WRITTEN REQUEST: Give a verbatim repeat of the lines that run from the line containing "task | locate a point on every instance of the pendant" to the end of the data below.

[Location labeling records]
-- start --
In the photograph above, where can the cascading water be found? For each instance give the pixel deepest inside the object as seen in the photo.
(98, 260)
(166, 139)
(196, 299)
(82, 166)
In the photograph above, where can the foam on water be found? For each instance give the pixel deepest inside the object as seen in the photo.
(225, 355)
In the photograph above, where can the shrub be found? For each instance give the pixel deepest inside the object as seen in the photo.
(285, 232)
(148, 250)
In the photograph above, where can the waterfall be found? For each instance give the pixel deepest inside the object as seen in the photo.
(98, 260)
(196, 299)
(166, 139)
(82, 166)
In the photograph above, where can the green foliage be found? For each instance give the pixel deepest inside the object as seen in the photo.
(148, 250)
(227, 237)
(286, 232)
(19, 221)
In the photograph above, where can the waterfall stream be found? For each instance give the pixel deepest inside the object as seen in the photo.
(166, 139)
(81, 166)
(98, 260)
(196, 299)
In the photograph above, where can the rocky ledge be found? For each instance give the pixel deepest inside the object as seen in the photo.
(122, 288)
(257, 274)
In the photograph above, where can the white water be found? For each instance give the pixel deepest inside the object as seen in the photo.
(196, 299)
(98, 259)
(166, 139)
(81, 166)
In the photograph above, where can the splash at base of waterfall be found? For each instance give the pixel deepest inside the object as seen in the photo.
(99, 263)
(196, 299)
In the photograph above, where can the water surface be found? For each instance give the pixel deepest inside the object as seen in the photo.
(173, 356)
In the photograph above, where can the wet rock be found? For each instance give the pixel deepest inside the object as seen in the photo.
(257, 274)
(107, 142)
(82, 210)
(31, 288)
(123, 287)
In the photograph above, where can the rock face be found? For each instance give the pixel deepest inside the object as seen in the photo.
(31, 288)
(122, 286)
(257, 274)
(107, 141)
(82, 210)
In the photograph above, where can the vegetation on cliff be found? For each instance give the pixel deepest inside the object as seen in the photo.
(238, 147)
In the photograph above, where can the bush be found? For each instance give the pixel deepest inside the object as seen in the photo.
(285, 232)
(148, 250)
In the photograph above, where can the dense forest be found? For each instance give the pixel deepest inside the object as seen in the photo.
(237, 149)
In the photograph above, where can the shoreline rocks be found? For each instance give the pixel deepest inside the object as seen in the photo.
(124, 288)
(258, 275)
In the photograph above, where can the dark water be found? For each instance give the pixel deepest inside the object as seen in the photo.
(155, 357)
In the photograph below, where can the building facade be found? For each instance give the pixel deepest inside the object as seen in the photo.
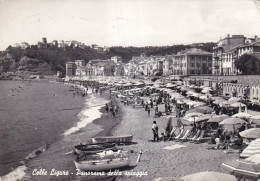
(192, 61)
(70, 68)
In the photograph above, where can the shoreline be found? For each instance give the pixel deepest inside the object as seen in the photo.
(102, 126)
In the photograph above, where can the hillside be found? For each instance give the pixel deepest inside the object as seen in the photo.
(51, 59)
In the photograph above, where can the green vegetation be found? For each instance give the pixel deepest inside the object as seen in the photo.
(248, 65)
(50, 59)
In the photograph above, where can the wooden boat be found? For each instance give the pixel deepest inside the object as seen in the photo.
(94, 148)
(107, 163)
(118, 139)
(102, 164)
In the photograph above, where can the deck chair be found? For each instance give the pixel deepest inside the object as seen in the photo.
(195, 136)
(185, 136)
(200, 137)
(172, 133)
(180, 134)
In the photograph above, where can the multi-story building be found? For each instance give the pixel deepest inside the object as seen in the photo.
(192, 61)
(70, 68)
(167, 65)
(116, 59)
(80, 63)
(252, 48)
(223, 45)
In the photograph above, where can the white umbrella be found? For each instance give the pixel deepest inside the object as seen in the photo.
(254, 158)
(242, 115)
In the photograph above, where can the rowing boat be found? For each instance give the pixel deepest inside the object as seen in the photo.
(93, 148)
(102, 164)
(118, 139)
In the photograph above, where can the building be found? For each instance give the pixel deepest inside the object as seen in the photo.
(192, 61)
(252, 48)
(167, 65)
(116, 59)
(70, 68)
(223, 45)
(80, 63)
(55, 43)
(227, 57)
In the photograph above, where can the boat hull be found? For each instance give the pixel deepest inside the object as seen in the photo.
(102, 166)
(118, 139)
(93, 148)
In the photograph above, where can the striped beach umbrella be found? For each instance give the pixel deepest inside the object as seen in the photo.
(209, 176)
(218, 118)
(242, 115)
(256, 117)
(243, 169)
(207, 109)
(251, 133)
(196, 110)
(237, 104)
(232, 121)
(236, 99)
(254, 158)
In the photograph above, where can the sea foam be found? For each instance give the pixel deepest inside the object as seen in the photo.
(16, 174)
(90, 112)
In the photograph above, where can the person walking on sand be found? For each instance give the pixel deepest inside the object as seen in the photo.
(155, 131)
(107, 108)
(148, 110)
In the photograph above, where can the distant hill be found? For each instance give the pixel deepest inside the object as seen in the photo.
(51, 59)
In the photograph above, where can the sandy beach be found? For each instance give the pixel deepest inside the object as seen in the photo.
(156, 161)
(160, 162)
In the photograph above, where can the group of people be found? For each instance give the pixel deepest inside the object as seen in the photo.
(113, 109)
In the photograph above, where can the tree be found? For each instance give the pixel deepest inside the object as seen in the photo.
(248, 64)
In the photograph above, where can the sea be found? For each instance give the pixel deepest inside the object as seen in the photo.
(36, 116)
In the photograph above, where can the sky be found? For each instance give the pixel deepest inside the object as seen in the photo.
(126, 22)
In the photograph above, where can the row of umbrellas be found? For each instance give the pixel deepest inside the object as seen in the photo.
(202, 176)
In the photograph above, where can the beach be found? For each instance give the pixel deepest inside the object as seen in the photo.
(160, 162)
(158, 159)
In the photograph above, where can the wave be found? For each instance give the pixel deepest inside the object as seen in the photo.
(16, 174)
(19, 172)
(90, 112)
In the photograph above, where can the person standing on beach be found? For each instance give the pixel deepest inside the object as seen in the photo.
(148, 110)
(155, 131)
(107, 108)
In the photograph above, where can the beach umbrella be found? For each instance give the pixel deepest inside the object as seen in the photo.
(175, 119)
(194, 114)
(209, 176)
(218, 118)
(207, 109)
(243, 169)
(199, 104)
(227, 103)
(251, 133)
(232, 121)
(203, 118)
(256, 117)
(242, 115)
(234, 99)
(255, 121)
(190, 92)
(195, 111)
(218, 101)
(252, 149)
(215, 98)
(196, 95)
(206, 91)
(168, 179)
(254, 158)
(237, 104)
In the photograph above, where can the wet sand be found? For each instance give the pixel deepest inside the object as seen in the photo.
(159, 162)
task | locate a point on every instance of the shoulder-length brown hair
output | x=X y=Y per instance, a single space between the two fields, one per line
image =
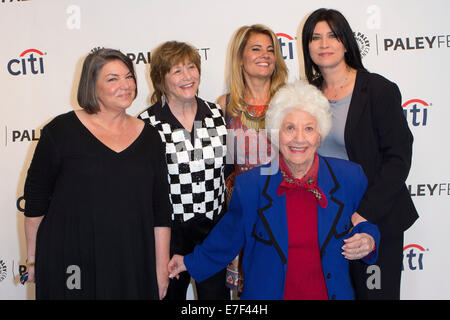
x=235 y=78
x=164 y=57
x=94 y=62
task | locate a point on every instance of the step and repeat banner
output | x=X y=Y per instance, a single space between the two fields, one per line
x=44 y=43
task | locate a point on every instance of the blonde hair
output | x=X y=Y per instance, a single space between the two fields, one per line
x=164 y=57
x=299 y=96
x=235 y=78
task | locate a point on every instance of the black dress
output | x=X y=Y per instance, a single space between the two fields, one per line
x=100 y=207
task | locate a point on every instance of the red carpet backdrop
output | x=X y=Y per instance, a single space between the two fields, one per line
x=44 y=42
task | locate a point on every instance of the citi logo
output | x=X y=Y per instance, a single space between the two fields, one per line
x=30 y=61
x=416 y=112
x=286 y=45
x=413 y=254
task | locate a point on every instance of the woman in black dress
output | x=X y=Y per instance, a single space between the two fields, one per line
x=97 y=198
x=369 y=128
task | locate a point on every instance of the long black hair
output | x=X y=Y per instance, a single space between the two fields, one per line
x=341 y=28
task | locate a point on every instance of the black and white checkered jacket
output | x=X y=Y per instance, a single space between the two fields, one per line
x=195 y=163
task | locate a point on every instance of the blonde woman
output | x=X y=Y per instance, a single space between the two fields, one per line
x=256 y=70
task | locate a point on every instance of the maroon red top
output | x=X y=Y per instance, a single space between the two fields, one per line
x=304 y=277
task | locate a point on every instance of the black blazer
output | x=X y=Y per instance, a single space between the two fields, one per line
x=378 y=138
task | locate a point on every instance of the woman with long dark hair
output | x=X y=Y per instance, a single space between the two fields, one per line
x=369 y=128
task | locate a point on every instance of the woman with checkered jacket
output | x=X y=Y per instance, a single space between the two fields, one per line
x=194 y=134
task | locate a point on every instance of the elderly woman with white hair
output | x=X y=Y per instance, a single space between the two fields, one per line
x=293 y=215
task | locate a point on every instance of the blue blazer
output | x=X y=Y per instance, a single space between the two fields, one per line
x=256 y=220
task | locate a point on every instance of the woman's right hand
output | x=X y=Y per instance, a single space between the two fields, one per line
x=176 y=266
x=30 y=270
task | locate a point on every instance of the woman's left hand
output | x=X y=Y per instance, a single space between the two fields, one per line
x=358 y=246
x=163 y=284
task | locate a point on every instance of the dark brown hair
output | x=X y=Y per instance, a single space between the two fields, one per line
x=341 y=28
x=94 y=62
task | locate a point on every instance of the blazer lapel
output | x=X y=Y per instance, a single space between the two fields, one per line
x=328 y=217
x=273 y=214
x=357 y=105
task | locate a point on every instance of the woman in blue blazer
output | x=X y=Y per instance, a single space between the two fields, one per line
x=369 y=128
x=261 y=212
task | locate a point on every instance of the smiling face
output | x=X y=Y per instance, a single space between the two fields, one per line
x=299 y=140
x=115 y=87
x=181 y=82
x=325 y=48
x=258 y=57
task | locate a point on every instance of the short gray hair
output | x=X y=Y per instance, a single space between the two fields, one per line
x=299 y=96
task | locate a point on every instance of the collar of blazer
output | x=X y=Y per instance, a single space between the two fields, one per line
x=358 y=104
x=273 y=208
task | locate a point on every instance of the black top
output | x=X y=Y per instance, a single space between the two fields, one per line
x=378 y=138
x=100 y=207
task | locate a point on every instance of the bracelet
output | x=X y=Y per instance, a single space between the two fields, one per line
x=29 y=264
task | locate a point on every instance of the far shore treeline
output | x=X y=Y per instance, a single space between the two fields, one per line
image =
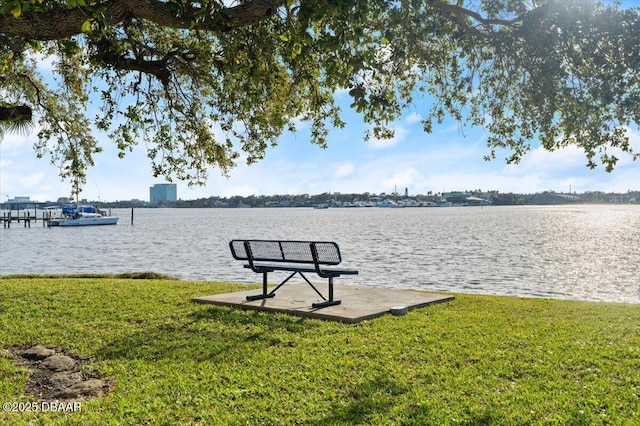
x=337 y=199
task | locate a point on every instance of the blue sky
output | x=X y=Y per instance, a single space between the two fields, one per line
x=449 y=159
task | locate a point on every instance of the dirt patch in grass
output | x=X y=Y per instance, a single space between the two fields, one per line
x=57 y=376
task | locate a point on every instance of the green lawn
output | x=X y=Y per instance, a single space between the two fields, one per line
x=474 y=360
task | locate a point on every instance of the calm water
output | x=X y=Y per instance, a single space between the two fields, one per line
x=573 y=252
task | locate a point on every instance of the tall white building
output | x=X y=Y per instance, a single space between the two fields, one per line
x=161 y=193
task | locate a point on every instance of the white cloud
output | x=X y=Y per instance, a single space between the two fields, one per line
x=344 y=170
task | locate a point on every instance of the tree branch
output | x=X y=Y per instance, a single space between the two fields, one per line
x=61 y=23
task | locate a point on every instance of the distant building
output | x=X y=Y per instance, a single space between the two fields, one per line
x=162 y=193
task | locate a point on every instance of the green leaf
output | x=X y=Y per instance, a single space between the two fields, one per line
x=86 y=26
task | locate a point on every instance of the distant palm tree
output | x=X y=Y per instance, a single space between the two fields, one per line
x=16 y=119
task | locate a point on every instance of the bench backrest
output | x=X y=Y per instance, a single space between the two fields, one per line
x=328 y=253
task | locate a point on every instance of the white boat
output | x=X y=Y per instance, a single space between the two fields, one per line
x=86 y=219
x=83 y=216
x=387 y=203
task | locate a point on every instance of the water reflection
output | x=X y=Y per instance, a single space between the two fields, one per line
x=579 y=252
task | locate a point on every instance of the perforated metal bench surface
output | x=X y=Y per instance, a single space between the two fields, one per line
x=297 y=257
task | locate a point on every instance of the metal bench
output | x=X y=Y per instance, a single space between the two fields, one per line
x=297 y=257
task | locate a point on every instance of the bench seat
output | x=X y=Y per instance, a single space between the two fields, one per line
x=292 y=268
x=297 y=257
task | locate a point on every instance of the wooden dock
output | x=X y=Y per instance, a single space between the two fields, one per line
x=25 y=218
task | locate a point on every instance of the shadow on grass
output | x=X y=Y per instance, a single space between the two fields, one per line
x=212 y=334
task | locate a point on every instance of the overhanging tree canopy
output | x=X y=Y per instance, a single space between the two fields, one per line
x=169 y=72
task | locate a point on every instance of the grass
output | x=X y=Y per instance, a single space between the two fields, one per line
x=475 y=360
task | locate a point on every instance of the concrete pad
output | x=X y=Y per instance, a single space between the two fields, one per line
x=358 y=303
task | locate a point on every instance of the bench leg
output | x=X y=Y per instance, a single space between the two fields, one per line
x=329 y=302
x=265 y=294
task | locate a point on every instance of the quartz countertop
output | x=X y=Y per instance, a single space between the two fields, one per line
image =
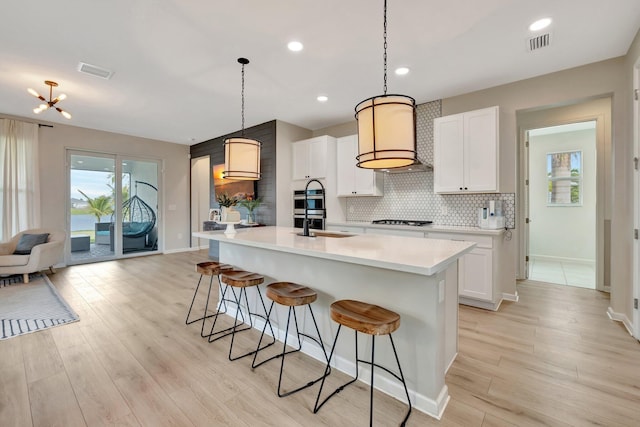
x=409 y=254
x=426 y=228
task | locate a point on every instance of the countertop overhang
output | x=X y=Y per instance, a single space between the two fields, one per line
x=407 y=254
x=425 y=228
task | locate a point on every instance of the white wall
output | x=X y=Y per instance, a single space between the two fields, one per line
x=567 y=232
x=286 y=134
x=200 y=195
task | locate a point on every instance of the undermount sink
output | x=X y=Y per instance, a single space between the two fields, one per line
x=325 y=234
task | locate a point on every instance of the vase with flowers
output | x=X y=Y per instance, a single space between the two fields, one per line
x=228 y=213
x=250 y=203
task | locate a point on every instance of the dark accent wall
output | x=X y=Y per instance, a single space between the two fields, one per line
x=265 y=133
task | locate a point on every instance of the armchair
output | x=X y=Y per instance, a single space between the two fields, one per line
x=42 y=256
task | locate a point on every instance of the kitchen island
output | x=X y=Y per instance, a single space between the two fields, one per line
x=415 y=277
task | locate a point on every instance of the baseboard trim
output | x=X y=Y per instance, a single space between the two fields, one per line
x=511 y=297
x=583 y=261
x=621 y=317
x=178 y=250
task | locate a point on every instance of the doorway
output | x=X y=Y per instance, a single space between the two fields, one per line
x=562 y=204
x=596 y=110
x=113 y=208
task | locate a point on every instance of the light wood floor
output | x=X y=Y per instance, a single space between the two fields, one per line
x=552 y=359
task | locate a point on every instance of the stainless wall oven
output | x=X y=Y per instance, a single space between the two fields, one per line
x=315 y=209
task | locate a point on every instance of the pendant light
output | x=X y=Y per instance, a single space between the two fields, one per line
x=386 y=126
x=242 y=155
x=51 y=103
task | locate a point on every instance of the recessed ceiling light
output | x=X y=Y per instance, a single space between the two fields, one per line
x=295 y=46
x=540 y=24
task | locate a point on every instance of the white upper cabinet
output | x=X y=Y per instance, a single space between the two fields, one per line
-- end --
EXERCISE RESPONSE:
task | locate a point on every instance of the pendant light
output | x=X y=Y per instance, a single space between the two fields, one per line
x=386 y=126
x=242 y=155
x=51 y=103
task | locate a point on every instance of the recessed ceiling light
output | x=X y=Y per instance, a single space between the two fields, one per line
x=295 y=46
x=540 y=24
task | locate a point on every instance of the white upper cabinet
output | x=X y=Y per instance, a single space between the two fields, one per line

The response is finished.